What to work on –
Answer these questions about the race-week blog post:
(a) Which half marathon, by count, will the upcoming race be for the writer?
(b) How many miles long is the writer's last long run?
(c) What minimum amount of water per day does the post give?

Text extract –
○ ○ ○ ○

Hi Everyone! It’s finally here–race week for the Wineglass Half Marathon! I am super excited to be running this race again 🙂
With fall race season in full swing, you may find yourself also staring down race week. You might be a bit nervous, but probably a whole lot excited. You may also be wondering how you can use this week to best prepare yourself for your upcoming race. This will be my 7th half marathon, and along the way I’ve learned a few key tips to make the most of race week. Today I will share them with you all 🙂
One of the biggest things to remember about race week is that you are not going to gain any fitness in the week leading up to your race that will aid you during it; but you can certainly tire yourself out. For a half marathon you should be tapering 1-2 weeks out from your race. Beginner runners may find that a two-week taper works well. Since I’m training for the Philadelphia Marathon in November and I’ve included the Wineglass Half Marathon as part of my training plan, I am doing a one-week taper. My last long run, which will be run exactly one week from race day, is only 10 miles. During this week you should cut back on your overall mileage. Here’s a look at my race week training plan (Note: You can’t see my long run on here because of how the calendar is laid out).
Race Week Training Plan
As Nick likes to point out, I will probably be bouncing off the walls with excess energy this week since my mileage is so low.
It is important to remember that no two runners are the same, and that what works for one person might not work for you. Do what feels right. Work hard. But don’t tire yourself out. You’ve put too much into your training to not be 100% on race morning 🙂
Another key item to remember this week is to hydrate, hydrate, hydrate. At minimum, you need 64 oz of water each day; but if you’re running or exercising you need more.

○ ○ ○ ○

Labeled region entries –
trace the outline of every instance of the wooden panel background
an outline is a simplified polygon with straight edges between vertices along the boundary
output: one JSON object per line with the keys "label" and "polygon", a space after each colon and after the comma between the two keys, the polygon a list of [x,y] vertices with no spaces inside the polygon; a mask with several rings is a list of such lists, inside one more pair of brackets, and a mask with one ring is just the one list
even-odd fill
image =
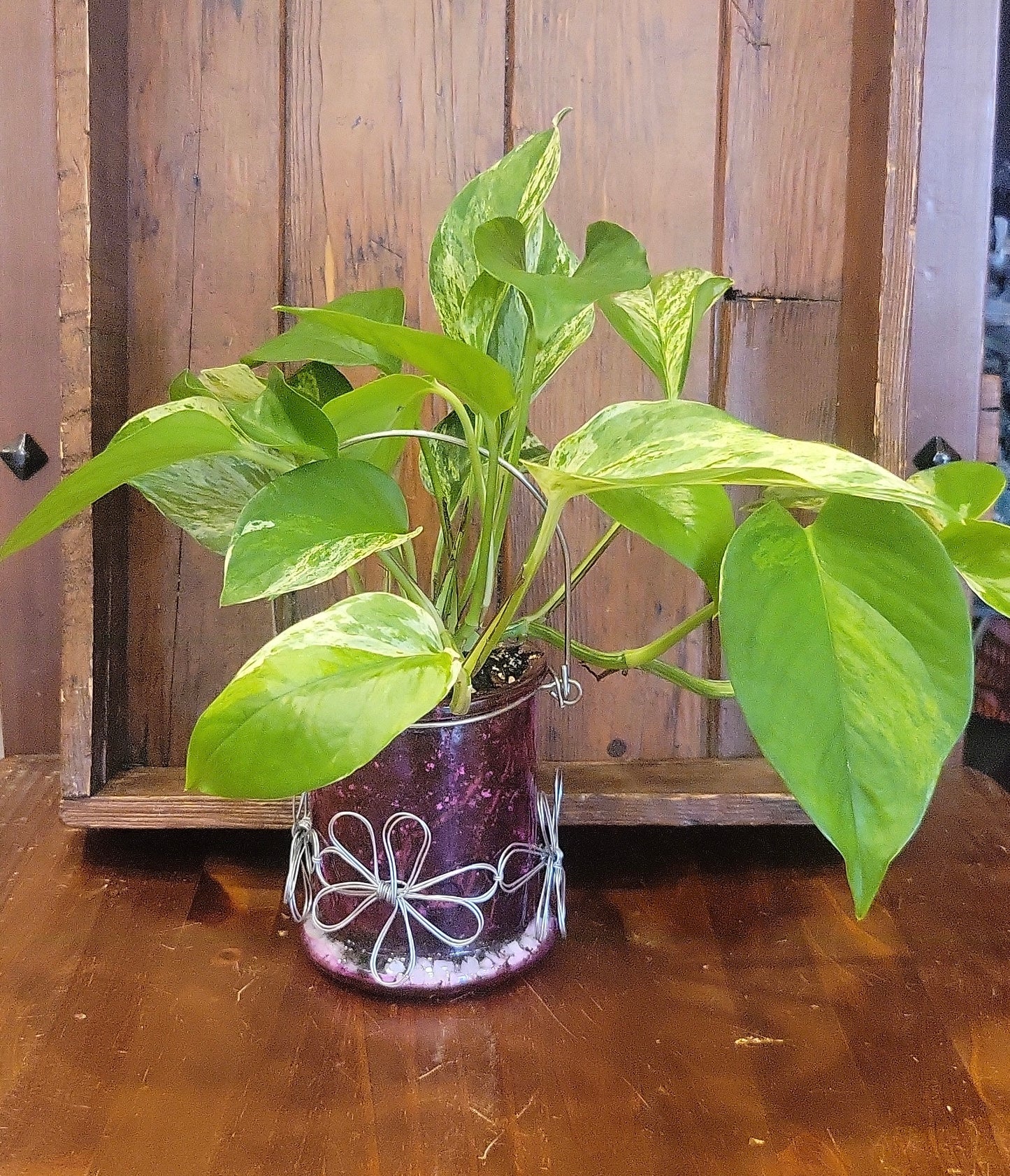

○ ○ ○ ○

Finished exercise –
(a) The writer's 7th half marathon.
(b) 10 miles.
(c) 64 oz.